#### [Document excerpt]
———
Usage

Command-line interface

The mdstools CLI provides commands for converting between YAML and tabular formats.

Flatten YAML to Excel/CSV

Convert a nested YAML metadata file to a tabular format:

mdstools flatten tests/example_metadata.yaml --output-dir generated

Or via pixi:

pixi run flatten tests/example_metadata.yaml --output-dir generated

Options:

  • --output-dir — Output directory (default: generated/)

  • --schema — Schema name for enrichment (adds descriptions and examples)

  • --format — Output format: xlsx, csv, or md

Unflatten Excel/CSV to YAML

Convert a tabular file back to nested YAML:

mdstools unflatten generated/output.xlsx

Or via pixi:

pixi run unflatten generated/output.xlsx

Python API

Basic flattening

from mdstools.metadata.metadata import Metadata

data = {"curation": {"process": [{"role": "curator", "name": "Jane Doe"}]}}
metadata = Metadata(data)
flattened = metadata.flatten()
flattened.to_excel("output.xlsx")
———
#### [Available data]
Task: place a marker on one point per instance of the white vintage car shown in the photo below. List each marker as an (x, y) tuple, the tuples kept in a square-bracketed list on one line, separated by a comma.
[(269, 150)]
———
#### [Stated goal 1]
List every option that the mdstools usage page gives for the flatten command, each with its description.
#### [Stated goal 2]
Resume the mdstools usage page after its last line of Python code, keeping the style of that documentation.

#### [Output 1]
- --output-dir: Output directory (default: generated/)
- --schema: Schema name for enrichment (adds descriptions and examples)
- --format: Output format: xlsx, csv, or md

#### [Output 2]
With schema enrichment

from mdstools.metadata.metadata import Metadata
from mdstools.metadata.enriched_metadata import EnrichedFlattenedMetadata

metadata = Metadata(data)
flattened = metadata.flatten()
enriched = EnrichedFlattenedMetadata(flattened.rows, schema_dir="schemas")
enriched.to_excel("output.xlsx")

Multi-sheet Excel export

enriched.to_excel("output.xlsx", separate_sheets=True)

Schema validation

from mdstools.schema.validator import validate_with_json_schema, validate_with_pydantic

# JSON Schema validation
validate_with_json_schema(data, schema_name="minimum_echemdb")

# Pydantic validation
validate_with_pydantic(data, schema_name="minimum_echemdb")